Your objective –
Read the records that follow and state how many lines hold "shelf", adding nothing else.

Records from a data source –
* * * *

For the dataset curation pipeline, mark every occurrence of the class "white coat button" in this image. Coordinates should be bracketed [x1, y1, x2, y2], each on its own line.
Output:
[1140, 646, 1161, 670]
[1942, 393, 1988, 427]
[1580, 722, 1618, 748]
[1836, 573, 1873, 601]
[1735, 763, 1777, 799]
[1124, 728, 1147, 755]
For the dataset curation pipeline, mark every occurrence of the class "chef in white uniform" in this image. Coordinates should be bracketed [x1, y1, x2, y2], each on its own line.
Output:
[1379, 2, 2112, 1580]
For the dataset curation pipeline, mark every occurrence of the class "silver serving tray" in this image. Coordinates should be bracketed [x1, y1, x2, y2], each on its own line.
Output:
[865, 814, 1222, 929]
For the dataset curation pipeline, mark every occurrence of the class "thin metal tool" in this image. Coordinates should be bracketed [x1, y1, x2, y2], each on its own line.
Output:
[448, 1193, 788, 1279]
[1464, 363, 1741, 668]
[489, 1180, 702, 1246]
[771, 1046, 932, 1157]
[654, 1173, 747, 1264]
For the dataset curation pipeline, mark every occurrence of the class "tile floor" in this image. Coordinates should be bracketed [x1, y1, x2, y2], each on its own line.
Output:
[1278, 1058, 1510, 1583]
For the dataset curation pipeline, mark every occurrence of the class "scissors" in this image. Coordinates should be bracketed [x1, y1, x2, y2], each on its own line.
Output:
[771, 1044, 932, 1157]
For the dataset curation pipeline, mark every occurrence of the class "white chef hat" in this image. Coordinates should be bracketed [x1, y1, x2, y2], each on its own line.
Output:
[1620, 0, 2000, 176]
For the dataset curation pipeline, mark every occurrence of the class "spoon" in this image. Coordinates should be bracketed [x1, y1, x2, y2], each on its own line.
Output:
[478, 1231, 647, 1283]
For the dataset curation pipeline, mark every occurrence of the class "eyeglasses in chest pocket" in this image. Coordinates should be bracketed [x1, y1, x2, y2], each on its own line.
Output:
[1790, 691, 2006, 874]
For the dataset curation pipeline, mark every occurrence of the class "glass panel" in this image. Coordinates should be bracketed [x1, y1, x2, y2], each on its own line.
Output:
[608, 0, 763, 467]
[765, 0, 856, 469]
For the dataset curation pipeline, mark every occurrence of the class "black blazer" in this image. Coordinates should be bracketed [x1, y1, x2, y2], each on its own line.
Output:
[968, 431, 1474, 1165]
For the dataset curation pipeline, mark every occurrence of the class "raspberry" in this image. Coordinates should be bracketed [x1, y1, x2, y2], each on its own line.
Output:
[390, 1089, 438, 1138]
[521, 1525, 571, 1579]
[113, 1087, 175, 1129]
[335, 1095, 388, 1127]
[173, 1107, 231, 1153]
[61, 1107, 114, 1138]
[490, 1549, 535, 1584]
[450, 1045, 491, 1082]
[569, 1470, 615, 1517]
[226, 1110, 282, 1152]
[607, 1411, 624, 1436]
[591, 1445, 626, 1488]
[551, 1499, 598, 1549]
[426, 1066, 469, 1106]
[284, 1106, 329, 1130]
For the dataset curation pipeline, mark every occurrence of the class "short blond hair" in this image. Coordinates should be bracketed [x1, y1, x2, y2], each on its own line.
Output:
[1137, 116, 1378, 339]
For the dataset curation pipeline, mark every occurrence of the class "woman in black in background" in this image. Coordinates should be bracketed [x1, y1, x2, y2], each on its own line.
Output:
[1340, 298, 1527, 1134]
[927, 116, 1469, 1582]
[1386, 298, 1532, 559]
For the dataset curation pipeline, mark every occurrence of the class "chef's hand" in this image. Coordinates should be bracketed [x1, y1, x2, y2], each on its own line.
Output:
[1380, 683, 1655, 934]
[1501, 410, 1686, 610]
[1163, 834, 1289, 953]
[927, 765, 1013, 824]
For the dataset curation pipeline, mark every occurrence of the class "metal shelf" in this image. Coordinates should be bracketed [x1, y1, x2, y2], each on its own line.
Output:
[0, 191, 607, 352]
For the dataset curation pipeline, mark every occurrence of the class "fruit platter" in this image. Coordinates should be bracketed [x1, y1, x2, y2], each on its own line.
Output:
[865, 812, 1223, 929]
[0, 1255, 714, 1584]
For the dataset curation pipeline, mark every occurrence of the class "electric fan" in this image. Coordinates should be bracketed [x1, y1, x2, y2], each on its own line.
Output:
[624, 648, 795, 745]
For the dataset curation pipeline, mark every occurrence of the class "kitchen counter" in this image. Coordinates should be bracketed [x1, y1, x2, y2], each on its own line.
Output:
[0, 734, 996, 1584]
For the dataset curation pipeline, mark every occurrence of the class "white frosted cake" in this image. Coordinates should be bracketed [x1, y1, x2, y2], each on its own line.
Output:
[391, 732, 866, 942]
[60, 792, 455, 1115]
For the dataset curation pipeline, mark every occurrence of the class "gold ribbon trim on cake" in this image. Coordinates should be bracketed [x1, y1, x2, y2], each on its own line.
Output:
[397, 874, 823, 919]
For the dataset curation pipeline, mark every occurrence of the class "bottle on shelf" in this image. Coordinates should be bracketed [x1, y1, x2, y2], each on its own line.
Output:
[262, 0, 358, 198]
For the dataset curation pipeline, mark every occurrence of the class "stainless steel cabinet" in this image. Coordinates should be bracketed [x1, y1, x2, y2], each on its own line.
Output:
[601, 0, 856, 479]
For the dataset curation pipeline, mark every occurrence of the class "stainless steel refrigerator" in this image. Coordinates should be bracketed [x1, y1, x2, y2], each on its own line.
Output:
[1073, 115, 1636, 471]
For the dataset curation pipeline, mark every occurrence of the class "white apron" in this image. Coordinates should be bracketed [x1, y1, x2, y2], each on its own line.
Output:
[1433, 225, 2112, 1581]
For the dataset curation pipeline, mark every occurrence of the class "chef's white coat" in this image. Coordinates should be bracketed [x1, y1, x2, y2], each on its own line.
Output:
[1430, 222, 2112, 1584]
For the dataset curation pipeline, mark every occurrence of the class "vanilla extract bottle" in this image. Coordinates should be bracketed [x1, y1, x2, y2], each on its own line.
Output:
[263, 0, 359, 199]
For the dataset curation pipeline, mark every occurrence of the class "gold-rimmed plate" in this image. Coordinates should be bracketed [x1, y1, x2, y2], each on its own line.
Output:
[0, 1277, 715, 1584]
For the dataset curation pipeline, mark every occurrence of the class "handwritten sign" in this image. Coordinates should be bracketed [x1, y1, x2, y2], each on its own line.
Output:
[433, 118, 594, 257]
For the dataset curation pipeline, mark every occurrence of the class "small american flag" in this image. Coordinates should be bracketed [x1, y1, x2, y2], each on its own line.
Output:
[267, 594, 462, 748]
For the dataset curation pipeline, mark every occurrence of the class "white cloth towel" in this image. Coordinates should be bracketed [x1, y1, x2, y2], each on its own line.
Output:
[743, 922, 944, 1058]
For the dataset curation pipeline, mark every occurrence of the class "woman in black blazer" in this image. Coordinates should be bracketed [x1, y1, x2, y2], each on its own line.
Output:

* * * *

Task result –
2